## [Passage]
::::

The easy upgrades to Windows XP have already been done, migration experts said, predicting that a large number of enterprises will still be running the aged OS a year from now.
Microsoft plans to retire Windows XP from all support, including security patches for the public, in 52 weeks, on April 8, 2014.
But the experts said that while many customers have left XP in their rearview mirrors, those who haven't are among the world's biggest corporations and organizations, which in some cases have tens of thousands of XP PCs.
"Our studies have shown that large enterprises have made the least progress in migrating from Windows XP to Windows 7, with 64% yet to complete their migration," said Betty Junod, the director of desktop product marketing at VMware, the U.S. company known for its virtualization software. Mid-sized companies have made better progress, said Junod in an email: Slightly more than half -- 52% -- of those firms have not wrapped it up.
Browsium, a Washington state-based company whose Ion lets customers run older versions of Internet Explorer inside newer editions, agreed. "[The] easy Windows 7 migrations [have] already [been] done. What's left are the difficult and expensive migrations facing the largest of enterprises," the company's president and COO, Gary Schare, wrote in a blog post last week.
Schare elaborated in an interview Monday. "Our typical customer is a big, old organization, banks, health care, government," Schare said. "And every single one of them is stuck on its migration [from XP to Windows 7]."
Browsium's customers use Ion as a migration aid, because it lets them run legacy in-house Web apps, often designed for IE6, the browser that shipped with XP in 2001, in newer versions, such as IE8, that Windows 7 supports.
It's not that enterprises don't know about the impending retirement, or have ignored the deadline, said Schare. But circumstances, ranging from tight budgets to XP's by-now-solid reputation, have interfered.
He also wondered whether some organizations have simply balked because they had had no experience in migrating thousands of desktops to a new OS. "The move from Windows NT or Windows 2000 to Windows XP was the last time organizations really migrated," Schare wrote on Browsium's blog, noting that virtually every enterprise skipped 2007's Windows Vista. "Who remembers how to migrate desktops anymore?"
In some places, the situation is even more dire. On Monday, U.K. migration firm Camwood cited a survey of 250 IT decision makers from companies with 2,000 or more employees. According to that poll, just 42% of the represented enterprises have started their shift from XP.
"In these tough economic times, it is not surprising that business leaders do not want to invest a substantial amount of money in something that essentially isn't broken, as is the case with Windows XP today," said Adrian Foxall, Camwood's CEO, in an email.
Of the roughly four-in-ten companies that had begun migrations, a third were three-quarters of the way done, and half said they were about 50% through the move.

::::

[Pointing and labeling entries]
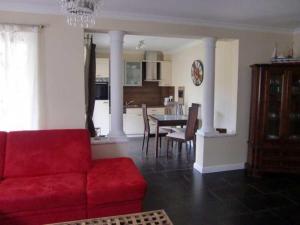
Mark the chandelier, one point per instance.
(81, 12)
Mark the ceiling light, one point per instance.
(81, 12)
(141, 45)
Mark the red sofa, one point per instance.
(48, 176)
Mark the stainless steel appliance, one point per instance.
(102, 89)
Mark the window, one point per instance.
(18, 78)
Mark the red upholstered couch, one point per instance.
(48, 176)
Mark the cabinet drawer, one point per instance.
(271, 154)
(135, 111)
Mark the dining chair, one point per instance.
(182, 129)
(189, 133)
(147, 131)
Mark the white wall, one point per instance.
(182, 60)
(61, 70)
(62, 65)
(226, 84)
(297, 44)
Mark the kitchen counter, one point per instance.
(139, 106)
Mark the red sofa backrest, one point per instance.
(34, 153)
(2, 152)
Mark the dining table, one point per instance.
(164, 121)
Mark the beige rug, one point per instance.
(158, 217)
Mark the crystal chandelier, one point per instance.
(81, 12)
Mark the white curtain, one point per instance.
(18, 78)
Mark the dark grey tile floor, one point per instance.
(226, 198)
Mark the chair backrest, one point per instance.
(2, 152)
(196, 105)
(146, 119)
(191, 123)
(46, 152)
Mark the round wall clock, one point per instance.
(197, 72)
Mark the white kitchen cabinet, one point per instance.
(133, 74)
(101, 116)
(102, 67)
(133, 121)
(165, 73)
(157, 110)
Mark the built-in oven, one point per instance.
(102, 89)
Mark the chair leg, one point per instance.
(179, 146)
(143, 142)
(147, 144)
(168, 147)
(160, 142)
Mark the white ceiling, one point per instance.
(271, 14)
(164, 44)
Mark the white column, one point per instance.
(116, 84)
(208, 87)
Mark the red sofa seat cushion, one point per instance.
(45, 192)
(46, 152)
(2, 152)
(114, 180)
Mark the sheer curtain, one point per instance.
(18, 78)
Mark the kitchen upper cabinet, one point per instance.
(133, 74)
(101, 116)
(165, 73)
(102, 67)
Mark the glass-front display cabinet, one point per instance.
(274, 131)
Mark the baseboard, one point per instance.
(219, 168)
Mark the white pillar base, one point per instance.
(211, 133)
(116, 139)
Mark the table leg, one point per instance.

::::

## [Written problem 1]
Can you reproduce the Windows XP article word for word from "Browsium, a Washington" to "Windows 7 supports."?
## [Written problem 2]
How would the article on Windows XP migration go on from its last sentence? Continue it.
The entries have no connection to the Windows XP article.

## [Exercise output 1]
Browsium, a Washington state-based company whose Ion lets customers run older versions of Internet Explorer inside newer editions, agreed. "[The] easy Windows 7 migrations [have] already [been] done. What's left are the difficult and expensive migrations facing the largest of enterprises," the company's president and COO, Gary Schare, wrote in a blog post last week.
Schare elaborated in an interview Monday. "Our typical customer is a big, old organization, banks, health care, government," Schare said. "And every single one of them is stuck on its migration [from XP to Windows 7]."
Browsium's customers use Ion as a migration aid, because it lets them run legacy in-house Web apps, often designed for IE6, the browser that shipped with XP in 2001, in newer versions, such as IE8, that Windows 7 supports.

## [Exercise output 2]
Those may make the deadline, but others will clearly not: Nearly 20% of the IT leaders surveyed who said their firms were currently running Windows XP acknowledged that they plan to continue using XP after Microsoft pulls support.
Schare from Browsium said he has heard the same from his customers. "Everyone knows about the deadline, they want to do [migrations], but many are telling us that they won't finish until late 2014, or even early 2015," Schare said.
The end of the low-hanging upgrade fruit may be one reason why Windows XP's decline has slowed. Data published by Web metrics vendor Net Applications, which tracks operating system usage, shows that the long slide of XP's usage share has stalled since the first of this year. The slowdown started earlier, however: In the last six months, XP's average monthly decline was less than half the average of the six months before that.
Net Applications' statistics can also be used to roughly plot XP's future usage share. If the average decline of the last 12 months holds, XP will still account for 33% of all PCs expected to be running Windows at the end of April 2014.
Which prompted Schare, as it has others, to wonder if Microsoft might, just might, recant and extend XP's support if millions of its customers were still running the old OS -- and vulnerable to newly-discovered exploits -- after the deadline.
"What's going to happen next April if a large section of Windows users are not patched?" Schare asked.
Microsoft did not reply to that question, or others, on Monday.
But the company has been beating the migration drum. As far back as June 2011, a Microsoft manager claimed it was "time to move on" from XP. And it's kept up that drumbeat, most recently on Monday when it highlighted its Go2Modern website and rolled out a discount on Windows 8 and Office 2013 to small- and mid-sized businesses running Windows XP Professional.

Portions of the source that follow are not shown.